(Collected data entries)
Segment Open
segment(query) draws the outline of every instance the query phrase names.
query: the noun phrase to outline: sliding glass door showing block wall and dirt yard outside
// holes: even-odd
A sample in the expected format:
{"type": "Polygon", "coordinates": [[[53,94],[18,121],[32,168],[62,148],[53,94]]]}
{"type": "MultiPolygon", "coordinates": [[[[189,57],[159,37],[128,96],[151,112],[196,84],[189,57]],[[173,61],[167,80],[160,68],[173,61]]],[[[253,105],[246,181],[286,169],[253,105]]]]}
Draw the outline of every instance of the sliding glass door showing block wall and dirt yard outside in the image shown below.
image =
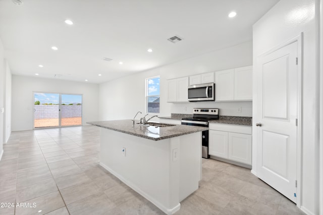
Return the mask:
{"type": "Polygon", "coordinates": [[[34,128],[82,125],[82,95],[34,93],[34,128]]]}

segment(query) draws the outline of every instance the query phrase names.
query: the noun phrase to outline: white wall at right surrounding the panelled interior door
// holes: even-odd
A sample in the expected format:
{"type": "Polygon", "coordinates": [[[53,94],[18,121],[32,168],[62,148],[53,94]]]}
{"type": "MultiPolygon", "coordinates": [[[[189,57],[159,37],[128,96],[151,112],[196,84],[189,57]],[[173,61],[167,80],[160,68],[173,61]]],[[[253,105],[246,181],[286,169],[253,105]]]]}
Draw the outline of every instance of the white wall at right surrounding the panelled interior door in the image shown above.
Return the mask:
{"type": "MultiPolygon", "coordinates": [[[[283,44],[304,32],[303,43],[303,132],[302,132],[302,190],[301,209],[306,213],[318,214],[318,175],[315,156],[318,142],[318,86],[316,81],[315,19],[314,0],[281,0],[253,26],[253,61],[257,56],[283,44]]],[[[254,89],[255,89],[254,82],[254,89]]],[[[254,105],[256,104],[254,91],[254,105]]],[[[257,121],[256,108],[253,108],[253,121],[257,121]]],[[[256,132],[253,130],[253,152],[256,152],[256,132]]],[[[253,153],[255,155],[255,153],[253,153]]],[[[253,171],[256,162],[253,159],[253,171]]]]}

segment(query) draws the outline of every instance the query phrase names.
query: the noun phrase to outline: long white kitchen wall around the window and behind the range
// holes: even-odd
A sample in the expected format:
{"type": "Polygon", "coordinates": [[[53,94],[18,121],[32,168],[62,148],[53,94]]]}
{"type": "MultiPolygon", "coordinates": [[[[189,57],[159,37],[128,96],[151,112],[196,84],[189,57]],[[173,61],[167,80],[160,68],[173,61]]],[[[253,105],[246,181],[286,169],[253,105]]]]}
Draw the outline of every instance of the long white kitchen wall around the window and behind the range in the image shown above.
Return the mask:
Segment Closed
Segment Open
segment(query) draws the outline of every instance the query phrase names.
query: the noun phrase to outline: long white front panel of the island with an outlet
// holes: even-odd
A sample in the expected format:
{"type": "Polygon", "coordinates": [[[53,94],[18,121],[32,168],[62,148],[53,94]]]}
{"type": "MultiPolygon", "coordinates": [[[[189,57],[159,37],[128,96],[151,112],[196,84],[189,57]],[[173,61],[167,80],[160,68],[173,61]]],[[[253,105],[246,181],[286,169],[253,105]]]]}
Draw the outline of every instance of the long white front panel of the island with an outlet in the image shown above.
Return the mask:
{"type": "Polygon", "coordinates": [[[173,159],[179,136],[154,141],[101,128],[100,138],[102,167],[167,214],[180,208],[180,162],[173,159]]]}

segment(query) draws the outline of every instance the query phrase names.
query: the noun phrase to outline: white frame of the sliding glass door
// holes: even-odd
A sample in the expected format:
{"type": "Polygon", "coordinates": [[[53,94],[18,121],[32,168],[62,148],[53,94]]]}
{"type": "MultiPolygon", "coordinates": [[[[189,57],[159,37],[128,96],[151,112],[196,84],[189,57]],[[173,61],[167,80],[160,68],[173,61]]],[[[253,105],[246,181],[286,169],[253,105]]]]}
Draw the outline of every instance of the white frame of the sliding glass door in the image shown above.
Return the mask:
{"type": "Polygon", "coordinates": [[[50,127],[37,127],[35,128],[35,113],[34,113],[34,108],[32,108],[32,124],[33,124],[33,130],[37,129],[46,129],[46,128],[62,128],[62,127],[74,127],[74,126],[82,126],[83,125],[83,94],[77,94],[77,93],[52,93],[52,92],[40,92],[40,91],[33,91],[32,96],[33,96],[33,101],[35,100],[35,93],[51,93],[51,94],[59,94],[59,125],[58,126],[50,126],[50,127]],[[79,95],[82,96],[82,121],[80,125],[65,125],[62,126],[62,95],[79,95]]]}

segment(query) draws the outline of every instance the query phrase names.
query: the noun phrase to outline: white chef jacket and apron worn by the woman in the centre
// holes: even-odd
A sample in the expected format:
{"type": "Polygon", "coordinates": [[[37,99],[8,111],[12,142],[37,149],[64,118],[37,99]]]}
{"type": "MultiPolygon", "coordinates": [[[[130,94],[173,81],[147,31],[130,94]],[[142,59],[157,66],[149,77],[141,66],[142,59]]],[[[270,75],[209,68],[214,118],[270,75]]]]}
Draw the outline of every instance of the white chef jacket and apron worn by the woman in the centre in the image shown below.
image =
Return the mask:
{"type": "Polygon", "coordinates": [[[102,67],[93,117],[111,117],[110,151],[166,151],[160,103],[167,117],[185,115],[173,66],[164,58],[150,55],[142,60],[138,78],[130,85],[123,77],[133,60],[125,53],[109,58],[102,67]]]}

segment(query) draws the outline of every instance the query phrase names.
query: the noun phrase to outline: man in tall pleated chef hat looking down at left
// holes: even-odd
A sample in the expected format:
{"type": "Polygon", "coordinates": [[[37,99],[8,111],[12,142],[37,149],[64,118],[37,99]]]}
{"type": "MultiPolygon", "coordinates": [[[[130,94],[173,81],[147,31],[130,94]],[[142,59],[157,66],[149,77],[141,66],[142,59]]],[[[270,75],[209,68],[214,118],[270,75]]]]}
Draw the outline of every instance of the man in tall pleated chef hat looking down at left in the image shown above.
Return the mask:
Segment Closed
Segment Open
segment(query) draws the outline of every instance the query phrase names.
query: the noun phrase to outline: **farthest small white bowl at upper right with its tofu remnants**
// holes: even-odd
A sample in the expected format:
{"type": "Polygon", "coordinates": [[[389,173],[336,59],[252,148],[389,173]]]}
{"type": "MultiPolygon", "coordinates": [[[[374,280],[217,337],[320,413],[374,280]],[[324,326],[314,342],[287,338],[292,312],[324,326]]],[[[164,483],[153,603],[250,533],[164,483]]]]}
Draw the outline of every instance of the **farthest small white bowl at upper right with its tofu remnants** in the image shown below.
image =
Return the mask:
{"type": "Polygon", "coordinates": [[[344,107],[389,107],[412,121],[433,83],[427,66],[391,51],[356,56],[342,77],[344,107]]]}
Segment Closed
Across the entries above, work out how many lines include the string "panelled", and report only that figure.

2